(What you are asked to do)
Look through the data below and show every line that includes "positive".

(Information shown)
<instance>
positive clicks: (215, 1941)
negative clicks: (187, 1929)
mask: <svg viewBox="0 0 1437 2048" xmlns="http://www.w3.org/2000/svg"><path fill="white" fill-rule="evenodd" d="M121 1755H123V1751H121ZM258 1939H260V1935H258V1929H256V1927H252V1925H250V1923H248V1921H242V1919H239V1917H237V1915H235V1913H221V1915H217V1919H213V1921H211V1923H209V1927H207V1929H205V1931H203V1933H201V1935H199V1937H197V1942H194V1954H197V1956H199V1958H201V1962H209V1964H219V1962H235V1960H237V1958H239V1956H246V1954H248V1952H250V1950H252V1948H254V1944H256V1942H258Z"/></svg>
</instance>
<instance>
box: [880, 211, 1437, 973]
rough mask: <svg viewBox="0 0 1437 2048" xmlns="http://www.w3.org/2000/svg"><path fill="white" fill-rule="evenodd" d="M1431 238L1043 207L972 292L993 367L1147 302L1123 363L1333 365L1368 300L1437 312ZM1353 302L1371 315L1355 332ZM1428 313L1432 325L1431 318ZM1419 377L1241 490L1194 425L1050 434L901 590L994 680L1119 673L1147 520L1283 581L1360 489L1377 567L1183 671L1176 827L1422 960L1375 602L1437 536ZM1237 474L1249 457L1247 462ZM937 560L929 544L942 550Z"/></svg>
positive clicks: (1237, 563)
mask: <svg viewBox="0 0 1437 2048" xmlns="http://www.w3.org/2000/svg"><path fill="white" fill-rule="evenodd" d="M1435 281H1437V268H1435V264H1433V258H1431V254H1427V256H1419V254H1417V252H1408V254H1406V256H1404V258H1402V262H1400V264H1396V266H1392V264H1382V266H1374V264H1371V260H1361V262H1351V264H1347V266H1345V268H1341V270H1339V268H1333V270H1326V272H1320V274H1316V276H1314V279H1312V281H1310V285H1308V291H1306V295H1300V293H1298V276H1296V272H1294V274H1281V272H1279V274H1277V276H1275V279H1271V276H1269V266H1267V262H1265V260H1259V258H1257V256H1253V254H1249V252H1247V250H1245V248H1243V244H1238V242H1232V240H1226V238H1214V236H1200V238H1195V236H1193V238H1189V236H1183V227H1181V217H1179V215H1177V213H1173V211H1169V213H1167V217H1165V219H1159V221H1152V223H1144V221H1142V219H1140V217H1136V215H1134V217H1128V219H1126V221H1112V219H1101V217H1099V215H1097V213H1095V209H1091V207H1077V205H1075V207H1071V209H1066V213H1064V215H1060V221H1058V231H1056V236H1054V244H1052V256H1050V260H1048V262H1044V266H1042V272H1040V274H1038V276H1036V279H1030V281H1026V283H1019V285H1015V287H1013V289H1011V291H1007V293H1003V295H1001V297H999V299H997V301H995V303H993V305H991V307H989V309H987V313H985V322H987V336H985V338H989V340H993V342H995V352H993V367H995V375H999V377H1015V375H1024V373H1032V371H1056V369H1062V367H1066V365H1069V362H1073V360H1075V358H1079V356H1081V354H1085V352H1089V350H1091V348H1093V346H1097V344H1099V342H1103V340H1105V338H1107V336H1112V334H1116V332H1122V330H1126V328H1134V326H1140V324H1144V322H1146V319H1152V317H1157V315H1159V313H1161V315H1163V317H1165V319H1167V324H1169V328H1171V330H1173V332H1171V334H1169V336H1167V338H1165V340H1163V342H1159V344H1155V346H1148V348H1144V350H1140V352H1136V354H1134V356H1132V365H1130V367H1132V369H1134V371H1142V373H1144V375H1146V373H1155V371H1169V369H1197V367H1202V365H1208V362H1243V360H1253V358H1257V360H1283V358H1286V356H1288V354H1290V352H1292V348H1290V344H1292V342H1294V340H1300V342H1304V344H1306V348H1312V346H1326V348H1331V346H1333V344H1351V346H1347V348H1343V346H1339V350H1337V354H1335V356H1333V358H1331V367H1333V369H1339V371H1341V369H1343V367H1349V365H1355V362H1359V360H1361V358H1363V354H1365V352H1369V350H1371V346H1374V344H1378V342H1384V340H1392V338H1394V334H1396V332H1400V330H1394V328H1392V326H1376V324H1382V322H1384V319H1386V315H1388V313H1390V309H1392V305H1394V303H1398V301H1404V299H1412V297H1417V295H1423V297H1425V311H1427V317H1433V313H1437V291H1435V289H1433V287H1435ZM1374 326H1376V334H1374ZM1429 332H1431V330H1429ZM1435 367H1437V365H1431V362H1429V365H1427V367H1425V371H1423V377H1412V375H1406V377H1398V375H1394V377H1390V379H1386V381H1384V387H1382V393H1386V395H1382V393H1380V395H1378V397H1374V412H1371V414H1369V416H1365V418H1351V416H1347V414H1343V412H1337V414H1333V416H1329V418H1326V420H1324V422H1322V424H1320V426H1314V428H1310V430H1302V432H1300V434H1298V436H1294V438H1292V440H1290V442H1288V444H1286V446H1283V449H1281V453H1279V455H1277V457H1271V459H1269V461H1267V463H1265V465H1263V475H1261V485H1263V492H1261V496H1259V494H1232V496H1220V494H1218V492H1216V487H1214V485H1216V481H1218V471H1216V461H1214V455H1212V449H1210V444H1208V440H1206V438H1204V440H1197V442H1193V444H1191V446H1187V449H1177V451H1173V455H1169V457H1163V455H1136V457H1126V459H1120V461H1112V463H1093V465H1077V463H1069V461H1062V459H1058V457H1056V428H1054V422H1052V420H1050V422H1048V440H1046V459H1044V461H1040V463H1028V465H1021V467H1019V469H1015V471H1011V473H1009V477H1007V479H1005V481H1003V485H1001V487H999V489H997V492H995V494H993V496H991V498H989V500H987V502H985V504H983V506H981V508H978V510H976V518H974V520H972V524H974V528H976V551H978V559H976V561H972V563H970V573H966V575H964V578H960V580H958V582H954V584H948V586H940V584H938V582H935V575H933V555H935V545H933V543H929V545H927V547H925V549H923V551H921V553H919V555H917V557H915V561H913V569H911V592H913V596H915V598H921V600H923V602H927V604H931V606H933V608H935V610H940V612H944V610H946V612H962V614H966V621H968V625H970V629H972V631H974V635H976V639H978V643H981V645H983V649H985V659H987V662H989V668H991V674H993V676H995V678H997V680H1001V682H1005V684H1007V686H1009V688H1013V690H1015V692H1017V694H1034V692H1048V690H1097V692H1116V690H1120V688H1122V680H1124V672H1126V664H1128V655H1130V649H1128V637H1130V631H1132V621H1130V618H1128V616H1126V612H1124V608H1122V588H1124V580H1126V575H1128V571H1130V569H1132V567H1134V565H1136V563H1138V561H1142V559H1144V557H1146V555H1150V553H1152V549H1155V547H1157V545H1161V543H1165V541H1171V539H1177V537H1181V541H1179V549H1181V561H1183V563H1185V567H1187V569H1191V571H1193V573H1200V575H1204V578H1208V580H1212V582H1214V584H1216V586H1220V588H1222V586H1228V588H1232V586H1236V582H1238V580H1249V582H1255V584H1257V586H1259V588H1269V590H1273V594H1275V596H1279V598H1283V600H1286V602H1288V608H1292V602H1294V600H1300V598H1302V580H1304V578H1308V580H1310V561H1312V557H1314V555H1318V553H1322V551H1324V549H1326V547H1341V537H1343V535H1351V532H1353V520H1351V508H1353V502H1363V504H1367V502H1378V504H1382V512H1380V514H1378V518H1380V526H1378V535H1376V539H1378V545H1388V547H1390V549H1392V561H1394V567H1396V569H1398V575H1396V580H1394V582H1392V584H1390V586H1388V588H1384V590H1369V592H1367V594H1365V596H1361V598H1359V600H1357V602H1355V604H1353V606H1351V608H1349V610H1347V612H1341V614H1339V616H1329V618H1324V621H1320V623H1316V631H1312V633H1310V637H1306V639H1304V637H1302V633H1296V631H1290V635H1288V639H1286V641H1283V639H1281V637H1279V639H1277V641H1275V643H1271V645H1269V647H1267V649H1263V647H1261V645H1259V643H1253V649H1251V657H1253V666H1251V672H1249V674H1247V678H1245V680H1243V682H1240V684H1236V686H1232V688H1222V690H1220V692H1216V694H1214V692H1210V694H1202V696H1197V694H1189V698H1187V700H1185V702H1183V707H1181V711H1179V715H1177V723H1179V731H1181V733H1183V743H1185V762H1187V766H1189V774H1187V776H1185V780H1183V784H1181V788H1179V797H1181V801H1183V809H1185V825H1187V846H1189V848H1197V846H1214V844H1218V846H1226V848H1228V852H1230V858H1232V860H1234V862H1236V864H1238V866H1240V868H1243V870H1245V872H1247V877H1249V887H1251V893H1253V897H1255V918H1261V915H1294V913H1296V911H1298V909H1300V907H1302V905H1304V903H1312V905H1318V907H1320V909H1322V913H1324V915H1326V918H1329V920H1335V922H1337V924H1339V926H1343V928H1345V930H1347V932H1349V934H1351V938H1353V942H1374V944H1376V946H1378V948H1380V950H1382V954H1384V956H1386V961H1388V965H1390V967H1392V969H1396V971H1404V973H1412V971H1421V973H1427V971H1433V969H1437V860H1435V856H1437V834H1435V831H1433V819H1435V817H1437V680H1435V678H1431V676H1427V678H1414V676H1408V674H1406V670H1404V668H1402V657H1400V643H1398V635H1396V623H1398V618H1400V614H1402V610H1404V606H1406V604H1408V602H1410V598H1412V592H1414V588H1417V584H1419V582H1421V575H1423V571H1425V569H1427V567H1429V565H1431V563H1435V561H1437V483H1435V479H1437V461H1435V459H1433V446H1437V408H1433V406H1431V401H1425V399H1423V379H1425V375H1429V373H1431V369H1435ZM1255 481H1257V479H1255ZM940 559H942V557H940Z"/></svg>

(Task answer)
positive clicks: (215, 1941)
positive clicks: (1237, 563)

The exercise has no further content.